Since pictures do not belong in the copy, please repeat every record below exactly without them.

================

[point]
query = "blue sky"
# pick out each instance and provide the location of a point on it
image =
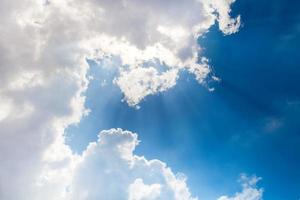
(249, 124)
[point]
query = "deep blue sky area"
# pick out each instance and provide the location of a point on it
(249, 124)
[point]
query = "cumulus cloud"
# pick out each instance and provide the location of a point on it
(43, 50)
(249, 192)
(108, 169)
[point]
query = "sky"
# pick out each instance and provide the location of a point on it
(197, 100)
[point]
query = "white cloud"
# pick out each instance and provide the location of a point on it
(43, 50)
(249, 192)
(109, 170)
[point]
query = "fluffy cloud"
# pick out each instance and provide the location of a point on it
(43, 50)
(249, 192)
(108, 169)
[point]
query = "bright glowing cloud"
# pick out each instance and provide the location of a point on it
(43, 50)
(249, 192)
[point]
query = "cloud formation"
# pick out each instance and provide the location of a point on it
(108, 169)
(250, 190)
(43, 50)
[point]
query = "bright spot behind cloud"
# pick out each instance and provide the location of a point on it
(43, 50)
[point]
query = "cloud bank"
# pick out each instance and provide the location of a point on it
(43, 50)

================

Written answer ::
[point]
query = "blue sky"
# pick out each instance and provide the location of a point on it
image =
(249, 124)
[point]
query = "deep blue sky area"
# pick out each instance and provide the location of a point on it
(249, 124)
[point]
query = "cumulus cloud"
# pick out each instance and provide the location of a point on it
(43, 50)
(249, 192)
(108, 169)
[point]
query = "sky"
# pick out each instance and provide the location of a point on it
(197, 100)
[point]
query = "white cloud"
# pick out each instance and provide the location of a point on it
(43, 50)
(249, 192)
(109, 170)
[point]
query = "fluffy cloud"
# pick out each instance and provide the location of a point on it
(43, 50)
(249, 192)
(108, 169)
[point]
query = "bright glowing cloud"
# pick out each instance and provide the location of a point on it
(43, 50)
(249, 192)
[point]
query = "cloud formation"
# pick out each instance and provide the location of a point on it
(108, 169)
(250, 190)
(43, 50)
[point]
query = "bright spot behind cloud"
# pick out each instance and provide the location of a point on it
(43, 50)
[point]
query = "cloud bank"
# pick out each instance and provide the location of a point on it
(43, 50)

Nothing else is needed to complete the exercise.